§ Job A
Using the summary of Hetty's journey, decide whether each statement agrees with it, answering yes or no and quoting the deciding words: (i) At the inn, Hetty learns that Arthur's regiment has left for Ireland. (ii) Hetty sells her jewels to the innkeeper's wife. (iii) The shepherd lets Hetty stay in his hovel for several days.
§ Job B
Transcribe the summary of Hetty's journey from "Hetty remains ill" to "to commit suicide.".

§ Passage shown
=== Section Start ===

Summary
Hetty’s journey to Windsor is a difficult one; ignorant of traveling, driven by fear, worn by fatigue and hunger, she presses on for seven days, finally arriving at Windsor both physically and mentally exhausted. Here she is befriended by a kindly innkeeper and his wife who immediately note her condition and take pity on her. She tells them she is looking for her brother and mentions Arthur’s name, only to learn that Arthur’s regiment has gone to Ireland. Hetty faints at the news.
Hetty remains ill through the rest of that day. She feels utterly lost and hopeless; there seems to be nowhere left to turn. When she wakes the next morning, she tries to form some plans. She can’t bring herself to go back home, admit her problem, and face the shame attached to it; at the same time, she dreads the thought of beggary or of bodily hardship. She decides to sell the jewels Arthur has given her in order to get a little money. But what then? She remembers Dinah’s words on that night in her bedroom and decides to go to her, if she has not the courage to commit suicide.
She sells the earrings and her locket to the landlord and sets out again for the north. Completely in despair, she goes to Stratford-on-Avon and wanders into the fields outside the town. She looks for a pool in which to drown herself, finds one, but falls asleep beside it. When she awakes, it is the dead of night, and she turns away from her suicide plan. Wandering into the next field, she finds a shepherd’s hovel and falls asleep in it. She is discovered the next morning by the shepherd, who sends her on her way. She moves vaguely towards Snowfield and Dinah.
Analysis
These chapters are entitled “The Journey in Rope” and “The Journey in Despair”; in both Hetty is running away, desperately seeking relief. First she runs from the shame which would come upon her if her friends and relatives learned she was pregnant. After she fails to find Arthur, she runs from life itself. Eliot shows us a young woman who is pushed to the very brink of suicide, who is, indeed, only prevented from drowning herself by a lack of courage. By the time Chapter 37 ends, Hetty has been brought so low that she hardly sees even a glimmer of hope. As she sets out for Snowfield after leaving the shepherd, she is as afraid of life as of death; no human contact, except perhaps with Dinah, seems to offer any comfort.

=== Section End ===

§ Supplied records

=== Section Start ===

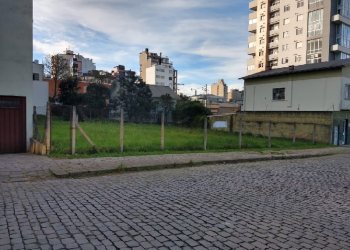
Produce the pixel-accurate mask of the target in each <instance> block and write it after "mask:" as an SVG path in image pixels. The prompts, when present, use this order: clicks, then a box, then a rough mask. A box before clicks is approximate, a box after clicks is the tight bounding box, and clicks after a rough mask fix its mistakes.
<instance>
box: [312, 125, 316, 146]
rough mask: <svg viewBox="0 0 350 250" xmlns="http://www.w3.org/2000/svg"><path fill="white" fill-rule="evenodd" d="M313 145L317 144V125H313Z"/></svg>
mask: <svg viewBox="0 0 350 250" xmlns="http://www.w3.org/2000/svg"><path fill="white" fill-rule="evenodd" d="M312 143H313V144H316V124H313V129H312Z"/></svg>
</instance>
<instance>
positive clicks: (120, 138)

=== Section End ===
=== Section Start ===

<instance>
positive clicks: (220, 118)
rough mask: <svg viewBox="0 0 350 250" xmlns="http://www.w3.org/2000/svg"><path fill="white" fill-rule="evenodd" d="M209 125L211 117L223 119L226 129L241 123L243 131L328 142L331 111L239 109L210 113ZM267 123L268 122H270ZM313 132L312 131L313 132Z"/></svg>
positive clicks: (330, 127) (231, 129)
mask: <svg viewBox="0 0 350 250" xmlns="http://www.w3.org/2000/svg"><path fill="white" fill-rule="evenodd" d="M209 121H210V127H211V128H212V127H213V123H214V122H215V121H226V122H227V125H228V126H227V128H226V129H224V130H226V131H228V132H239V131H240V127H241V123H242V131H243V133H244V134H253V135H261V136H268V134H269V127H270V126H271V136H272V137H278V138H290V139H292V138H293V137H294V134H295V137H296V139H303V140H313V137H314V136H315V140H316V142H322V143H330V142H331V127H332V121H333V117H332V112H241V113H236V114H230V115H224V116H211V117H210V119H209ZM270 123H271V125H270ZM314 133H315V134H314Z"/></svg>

=== Section End ===
=== Section Start ===

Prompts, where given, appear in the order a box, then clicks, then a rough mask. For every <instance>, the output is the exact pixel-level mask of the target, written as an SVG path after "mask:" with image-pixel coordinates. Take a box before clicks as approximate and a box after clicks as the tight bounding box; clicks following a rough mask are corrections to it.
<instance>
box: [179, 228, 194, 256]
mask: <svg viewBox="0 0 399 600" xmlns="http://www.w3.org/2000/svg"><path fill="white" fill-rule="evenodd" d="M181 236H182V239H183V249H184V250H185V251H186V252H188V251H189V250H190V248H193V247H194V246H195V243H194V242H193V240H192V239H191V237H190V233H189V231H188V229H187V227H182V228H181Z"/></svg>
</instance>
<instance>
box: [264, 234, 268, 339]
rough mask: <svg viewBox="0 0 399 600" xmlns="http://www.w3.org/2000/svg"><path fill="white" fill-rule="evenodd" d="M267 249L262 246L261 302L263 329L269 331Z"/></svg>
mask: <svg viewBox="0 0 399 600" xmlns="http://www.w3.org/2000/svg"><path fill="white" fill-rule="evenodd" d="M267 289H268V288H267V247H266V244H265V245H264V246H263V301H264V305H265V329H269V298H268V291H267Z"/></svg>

=== Section End ===

§ Task solution A
(i) Yes: "only to learn that Arthur’s regiment has gone to Ireland"
(ii) No: "She sells the earrings and her locket to the landlord"
(iii) No: "She is discovered the next morning by the shepherd, who sends her on her way."

§ Task solution B
Hetty remains ill through the rest of that day. She feels utterly lost and hopeless; there seems to be nowhere left to turn. When she wakes the next morning, she tries to form some plans. She can’t bring herself to go back home, admit her problem, and face the shame attached to it; at the same time, she dreads the thought of beggary or of bodily hardship. She decides to sell the jewels Arthur has given her in order to get a little money. But what then? She remembers Dinah’s words on that night in her bedroom and decides to go to her, if she has not the courage to commit suicide.